Return the lines unchanged, beginning at the line that contains "query: the noun phrase to segment: pink" and continuing through the end of the records.

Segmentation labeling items
----
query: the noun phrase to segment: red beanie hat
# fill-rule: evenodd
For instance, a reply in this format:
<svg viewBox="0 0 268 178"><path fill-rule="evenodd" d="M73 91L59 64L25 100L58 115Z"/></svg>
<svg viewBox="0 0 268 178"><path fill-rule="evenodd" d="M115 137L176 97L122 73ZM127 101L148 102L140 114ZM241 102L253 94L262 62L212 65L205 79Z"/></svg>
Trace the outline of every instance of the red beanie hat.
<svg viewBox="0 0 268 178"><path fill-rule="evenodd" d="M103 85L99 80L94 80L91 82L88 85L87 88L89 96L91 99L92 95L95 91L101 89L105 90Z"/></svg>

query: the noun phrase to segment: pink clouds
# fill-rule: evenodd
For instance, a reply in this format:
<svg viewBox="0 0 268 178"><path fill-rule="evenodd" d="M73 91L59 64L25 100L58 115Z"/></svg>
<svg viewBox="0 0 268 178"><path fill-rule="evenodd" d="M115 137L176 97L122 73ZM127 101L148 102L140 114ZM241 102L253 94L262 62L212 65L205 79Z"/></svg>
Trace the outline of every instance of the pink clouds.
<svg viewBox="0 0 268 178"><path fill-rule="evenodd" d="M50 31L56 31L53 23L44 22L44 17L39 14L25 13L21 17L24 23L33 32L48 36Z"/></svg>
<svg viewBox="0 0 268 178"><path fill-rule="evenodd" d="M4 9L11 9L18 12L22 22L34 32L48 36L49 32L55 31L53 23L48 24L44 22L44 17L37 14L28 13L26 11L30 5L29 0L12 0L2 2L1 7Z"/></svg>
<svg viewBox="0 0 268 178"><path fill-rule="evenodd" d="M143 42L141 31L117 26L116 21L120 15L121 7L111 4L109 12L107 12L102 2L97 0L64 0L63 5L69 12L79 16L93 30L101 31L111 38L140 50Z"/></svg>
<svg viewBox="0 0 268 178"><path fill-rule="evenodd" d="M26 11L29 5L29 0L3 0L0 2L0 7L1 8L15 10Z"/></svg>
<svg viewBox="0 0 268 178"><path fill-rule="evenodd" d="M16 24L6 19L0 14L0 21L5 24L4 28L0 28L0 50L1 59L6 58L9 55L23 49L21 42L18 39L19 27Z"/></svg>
----
**RESULT BELOW**
query: the noun phrase to segment: pink clouds
# fill-rule: evenodd
For instance, a reply in this format:
<svg viewBox="0 0 268 178"><path fill-rule="evenodd" d="M73 91L59 64L25 100L58 115Z"/></svg>
<svg viewBox="0 0 268 178"><path fill-rule="evenodd" d="M115 137L176 97L122 73ZM127 101L148 102L140 114ZM241 102L253 94L262 62L212 65L205 79Z"/></svg>
Trace the outline of every instance of the pink clouds.
<svg viewBox="0 0 268 178"><path fill-rule="evenodd" d="M50 31L56 31L53 23L44 22L44 17L39 14L25 13L21 17L24 23L33 32L48 36Z"/></svg>
<svg viewBox="0 0 268 178"><path fill-rule="evenodd" d="M4 9L11 9L18 12L22 22L34 32L48 36L49 32L55 31L53 23L48 24L44 22L44 17L37 14L28 13L26 11L30 5L29 0L12 0L2 2L1 7Z"/></svg>
<svg viewBox="0 0 268 178"><path fill-rule="evenodd" d="M143 42L141 31L117 26L116 21L120 15L121 7L111 4L109 12L107 12L102 2L97 0L64 0L63 5L69 12L79 16L93 30L101 31L111 38L140 50Z"/></svg>
<svg viewBox="0 0 268 178"><path fill-rule="evenodd" d="M26 11L29 5L29 0L3 0L0 2L0 7L1 8L15 10Z"/></svg>
<svg viewBox="0 0 268 178"><path fill-rule="evenodd" d="M16 24L6 19L0 14L0 21L5 24L4 28L0 28L0 50L1 59L6 58L9 55L23 49L21 42L18 39L19 27Z"/></svg>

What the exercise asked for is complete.